# What you need to do:
Please format all the items below as a single numbered list, leaving out any blank lines.
== Data supplied ==
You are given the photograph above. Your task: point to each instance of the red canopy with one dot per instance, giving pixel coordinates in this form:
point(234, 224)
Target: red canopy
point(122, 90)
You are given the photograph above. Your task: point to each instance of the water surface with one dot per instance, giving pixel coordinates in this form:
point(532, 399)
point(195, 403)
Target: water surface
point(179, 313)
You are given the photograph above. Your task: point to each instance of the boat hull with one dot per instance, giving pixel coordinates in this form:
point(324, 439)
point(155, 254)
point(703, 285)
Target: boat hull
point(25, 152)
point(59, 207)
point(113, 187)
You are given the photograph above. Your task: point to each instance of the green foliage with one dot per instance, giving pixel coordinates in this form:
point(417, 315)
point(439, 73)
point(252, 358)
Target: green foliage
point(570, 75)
===
# The solution:
1. You are given the photograph above. Your task: point to each instance of the red canopy with one dot per instance, giving pixel coordinates in this form:
2. point(234, 224)
3. Target: red canopy
4. point(122, 90)
5. You are given the photograph above. Your task: point to each instance of the water surface with one dot per instance, giving pixel coordinates in this form:
6. point(532, 399)
7. point(195, 403)
8. Target: water surface
9. point(179, 313)
10. You are given the photograph above. Your task: point to each instance of the boat hull with one dot per instance, giving pixel coordinates in this form:
11. point(324, 439)
12. point(155, 254)
13. point(703, 285)
14. Target: boat hull
15. point(25, 152)
16. point(59, 207)
17. point(113, 187)
18. You are given the photograph above. Your task: point to each instance of the green foliage with one dot per instance, giving pixel coordinates in this form:
19. point(417, 315)
20. point(439, 73)
21. point(252, 358)
22. Target: green foliage
23. point(570, 75)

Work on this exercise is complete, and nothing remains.